• _Exercise directions_
Skip every picture and transcribe the remaining material exactly.

(Data extracted from a collection)
------------

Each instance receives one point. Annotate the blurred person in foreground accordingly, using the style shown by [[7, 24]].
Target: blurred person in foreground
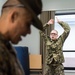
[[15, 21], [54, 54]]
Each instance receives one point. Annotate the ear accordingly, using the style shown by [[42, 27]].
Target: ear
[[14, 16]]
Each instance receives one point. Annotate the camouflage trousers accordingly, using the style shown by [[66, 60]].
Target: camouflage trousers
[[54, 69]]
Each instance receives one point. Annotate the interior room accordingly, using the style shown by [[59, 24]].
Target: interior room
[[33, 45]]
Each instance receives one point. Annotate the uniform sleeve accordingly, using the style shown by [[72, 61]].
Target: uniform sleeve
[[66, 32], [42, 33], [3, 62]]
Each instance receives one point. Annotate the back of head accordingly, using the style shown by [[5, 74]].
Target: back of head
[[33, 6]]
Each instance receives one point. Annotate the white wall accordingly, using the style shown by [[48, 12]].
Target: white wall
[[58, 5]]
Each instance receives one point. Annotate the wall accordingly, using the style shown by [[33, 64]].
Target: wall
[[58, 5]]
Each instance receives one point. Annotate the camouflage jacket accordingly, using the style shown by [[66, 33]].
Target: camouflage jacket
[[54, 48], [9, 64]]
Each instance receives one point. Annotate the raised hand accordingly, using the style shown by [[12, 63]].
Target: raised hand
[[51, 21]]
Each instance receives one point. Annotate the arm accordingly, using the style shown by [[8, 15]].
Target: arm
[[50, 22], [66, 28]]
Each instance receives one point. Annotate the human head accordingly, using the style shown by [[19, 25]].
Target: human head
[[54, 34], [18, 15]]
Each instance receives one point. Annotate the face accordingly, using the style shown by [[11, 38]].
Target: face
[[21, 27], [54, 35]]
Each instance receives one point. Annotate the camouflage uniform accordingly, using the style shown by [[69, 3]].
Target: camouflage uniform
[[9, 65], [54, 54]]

------------

• _Written reply_
Each instance receives one point. Annotate the blurred person in foreground accordingly, using the style shown by [[7, 24]].
Target: blurred person in foreground
[[15, 21], [54, 54]]
Each instance receives one point. Annotate the ear accordingly, using the style shown by [[42, 27]].
Target: ear
[[14, 16]]
Each instance receives one point. Annotate the camouflage trousers accordingly, using the style shown by [[66, 60]].
Target: camouflage trousers
[[54, 69]]
Each instance receives one point. Annotate the interior room accordingly, using the style shown by [[59, 24]].
Target: interior room
[[33, 45]]
Each instance receives one point. Annotate the uniform sleeve accordingly, using the style shown by [[72, 61]].
Target: uniform sleeve
[[66, 32], [42, 33], [3, 62]]
Each instance receives one point. Annotate the back of head accordingly, using the style shown by [[5, 74]].
Target: back of head
[[33, 6]]
Each instance receives one point. Annotate the white wall accordingly, using the style shown by [[48, 12]].
Target: white wall
[[58, 5]]
Each instance receives one point. Annotate the wall accordingly, using the style shown by [[33, 64]].
Target: wall
[[58, 5]]
Each instance receives one point. Annotate the camouflage jacket accordingly, using the style shown by [[66, 33]].
Target: camouflage jacket
[[54, 48], [9, 64]]
Each instance receives one point. Annotate the raised hand accordingly, using the style shown by [[12, 63]].
Target: raised hand
[[51, 21]]
Each instance receives one point. Annotate the arm accordingly, using the style shown by [[8, 15]].
Target: arm
[[50, 22], [66, 28]]
Each instance receives one point. Annotate the human head accordingly, using the style shown by [[19, 25]].
Target: human head
[[54, 34], [18, 15]]
Each instance receives one point. Annotate the face accordingly, using the style shown by [[11, 38]].
Target: face
[[21, 27], [54, 35]]
Each instance receives one point. Annotate the camouflage uniform accordingly, using the style shown by [[69, 3]].
Target: camouflage uniform
[[9, 65], [54, 54]]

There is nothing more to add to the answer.